▶ EXERCISE BRIEF
Count how many lines in the data hold the word "found", and give that number alone.

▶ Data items
= Beginning of Section =

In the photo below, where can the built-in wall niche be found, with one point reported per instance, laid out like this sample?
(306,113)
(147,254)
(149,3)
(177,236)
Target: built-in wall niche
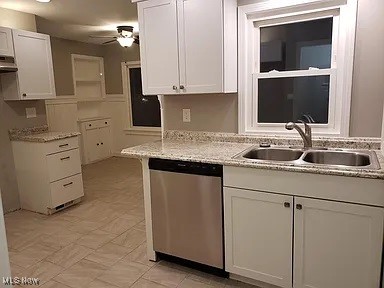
(88,78)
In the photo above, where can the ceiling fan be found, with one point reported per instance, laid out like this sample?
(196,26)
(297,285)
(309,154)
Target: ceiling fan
(126,37)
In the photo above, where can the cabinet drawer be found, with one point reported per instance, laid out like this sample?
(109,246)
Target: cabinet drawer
(66,190)
(97,124)
(64,164)
(61,145)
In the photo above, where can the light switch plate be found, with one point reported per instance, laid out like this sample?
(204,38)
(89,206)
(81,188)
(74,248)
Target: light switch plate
(186,115)
(30,112)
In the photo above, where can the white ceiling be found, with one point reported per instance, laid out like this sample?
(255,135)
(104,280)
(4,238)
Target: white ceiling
(77,19)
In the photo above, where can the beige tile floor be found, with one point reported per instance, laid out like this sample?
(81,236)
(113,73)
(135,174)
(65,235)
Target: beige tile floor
(98,243)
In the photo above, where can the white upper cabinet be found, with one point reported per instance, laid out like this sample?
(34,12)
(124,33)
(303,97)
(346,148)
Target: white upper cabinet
(337,244)
(159,47)
(34,78)
(382,138)
(188,46)
(258,235)
(6,43)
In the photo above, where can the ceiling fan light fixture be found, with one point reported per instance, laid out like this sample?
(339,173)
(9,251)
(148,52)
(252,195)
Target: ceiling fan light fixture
(125,41)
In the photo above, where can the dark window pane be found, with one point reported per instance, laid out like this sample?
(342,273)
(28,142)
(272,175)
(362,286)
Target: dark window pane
(145,109)
(288,99)
(296,46)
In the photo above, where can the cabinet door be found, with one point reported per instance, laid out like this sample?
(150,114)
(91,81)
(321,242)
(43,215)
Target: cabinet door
(258,235)
(105,142)
(201,45)
(337,245)
(92,145)
(382,141)
(6,43)
(159,47)
(34,61)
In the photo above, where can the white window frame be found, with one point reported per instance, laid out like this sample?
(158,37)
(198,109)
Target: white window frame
(276,12)
(135,130)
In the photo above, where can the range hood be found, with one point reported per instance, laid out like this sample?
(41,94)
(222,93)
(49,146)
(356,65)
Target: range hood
(7,64)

= End of Section =

▶ EXERCISE SOLUTION
12